Text block

***

Live Long

Maybe you went through it too.  In your teenage years the fascination began.  Before you knew it, you had a stack of them tucked away, each well-thumbed and ogled over.  Guinness Books of World Records, I mean, of course.  We’re captivated by extremes.  While working on a fictional story the other day, I started wondering about longevity claims.  The Good Book suggests that once upon a time a century was the equivalent of becoming a teenager, and people were acting like teenagers well into their eighth or ninth centuries.  Modern scientific analysis provides an alternative narrative, putting upper limits at 120, with only one verified, and disputed, case putting someone over it.  Curious, I looked at Wikipedia.  Two pages (at least) address the issue, one on human longevity tout court and another on verified claims.  Since the lists include home nations, I began to notice a pattern.

The verified records tend to feature the United States, Japan, Canada, and Europe.  The unverified Russia, Latin America, and Western Asia.  This disparity struck me as perhaps a bias concerning the source of reliable information.  Not only affecting longevity reports, concerns about reliable data impact all our sources of information.  I’ve written about internet resources before, but here I’m mainly worried about the bias of “first world” records as opposed to the records of less developed countries.  Not only that, but in the case of longevity claims, those born in outlying areas—beyond the reach of official government recorders—are suspect when compared to those kept by city dwellers.  We tend to trust our own kind, especially when it comes to extreme claims.

***

Your goal
Return, word for word, the stretch of the passage about longevity claims from "Maybe you went" through "notice a pattern.". Draw only on the passage about longevity claims.

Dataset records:
***

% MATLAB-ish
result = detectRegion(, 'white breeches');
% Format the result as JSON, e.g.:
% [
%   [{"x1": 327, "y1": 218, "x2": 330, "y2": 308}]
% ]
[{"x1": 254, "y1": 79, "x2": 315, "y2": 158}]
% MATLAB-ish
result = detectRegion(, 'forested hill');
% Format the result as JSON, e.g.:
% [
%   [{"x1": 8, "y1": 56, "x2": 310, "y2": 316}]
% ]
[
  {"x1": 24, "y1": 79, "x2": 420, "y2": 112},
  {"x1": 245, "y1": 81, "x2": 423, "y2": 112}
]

***

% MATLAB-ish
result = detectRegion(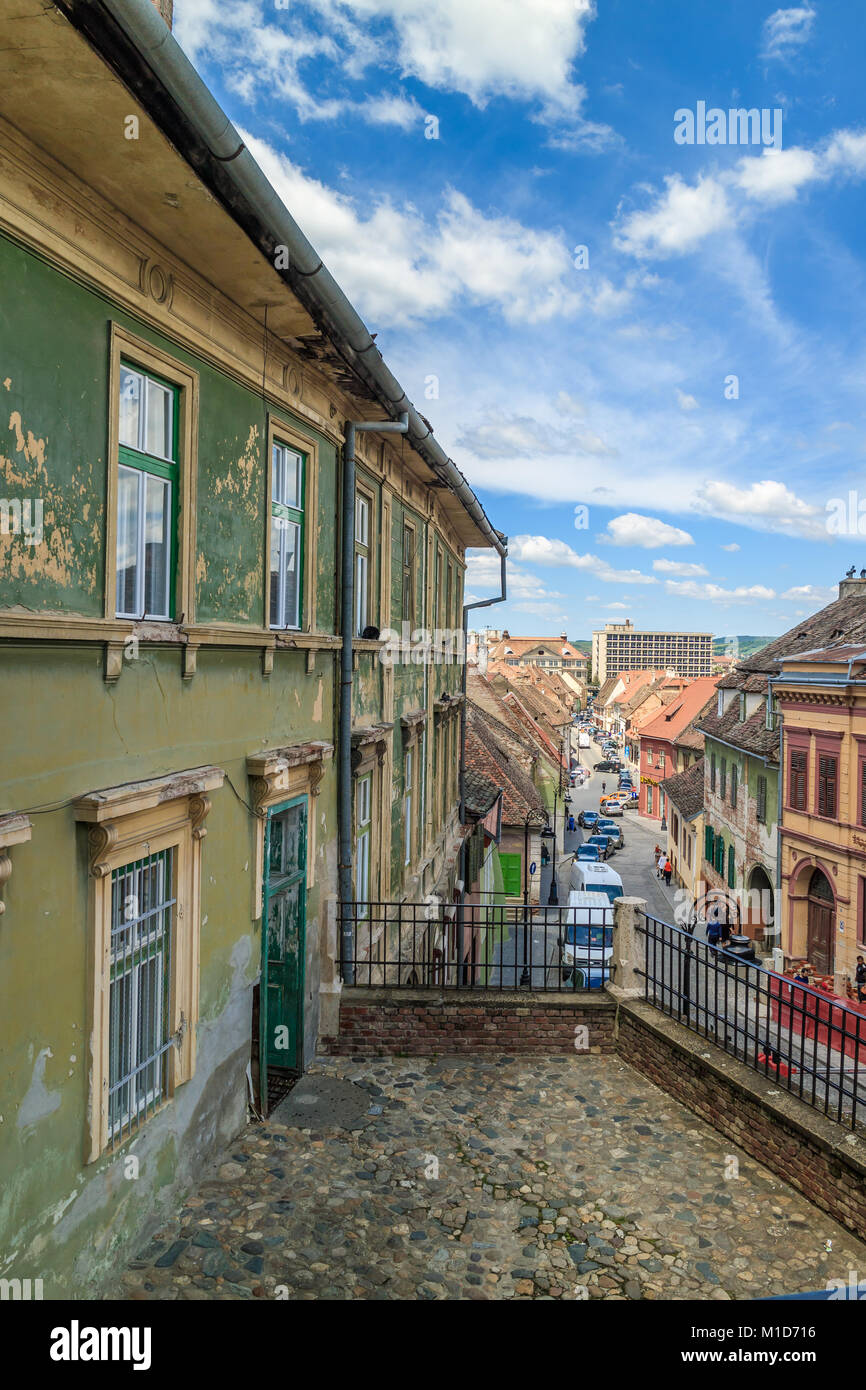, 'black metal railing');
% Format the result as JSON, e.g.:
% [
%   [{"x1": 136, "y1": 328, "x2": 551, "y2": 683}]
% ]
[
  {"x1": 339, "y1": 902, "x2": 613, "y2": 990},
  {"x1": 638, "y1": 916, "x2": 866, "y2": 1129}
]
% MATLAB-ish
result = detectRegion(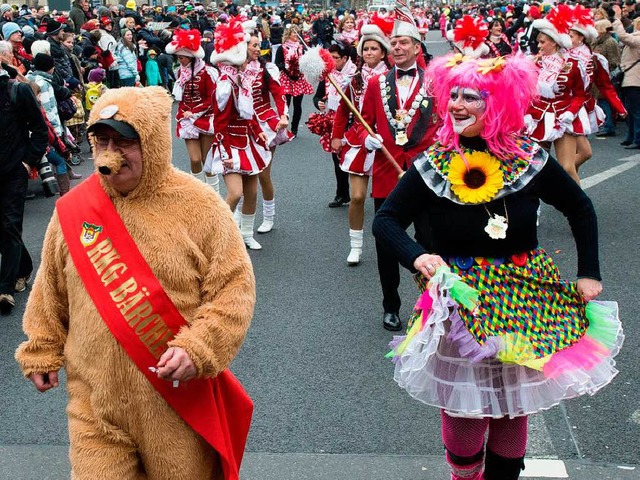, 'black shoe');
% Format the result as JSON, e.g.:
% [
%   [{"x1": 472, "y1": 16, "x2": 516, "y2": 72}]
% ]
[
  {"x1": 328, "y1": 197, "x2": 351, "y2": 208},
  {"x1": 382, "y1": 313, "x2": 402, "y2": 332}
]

***

Finished exercise
Maybe you went through it too.  In your teenage years the fascination began.  Before you knew it, you had a stack of them tucked away, each well-thumbed and ogled over.  Guinness Books of World Records, I mean, of course.  We’re captivated by extremes.  While working on a fictional story the other day, I started wondering about longevity claims.  The Good Book suggests that once upon a time a century was the equivalent of becoming a teenager, and people were acting like teenagers well into their eighth or ninth centuries.  Modern scientific analysis provides an alternative narrative, putting upper limits at 120, with only one verified, and disputed, case putting someone over it.  Curious, I looked at Wikipedia.  Two pages (at least) address the issue, one on human longevity tout court and another on verified claims.  Since the lists include home nations, I began to notice a pattern.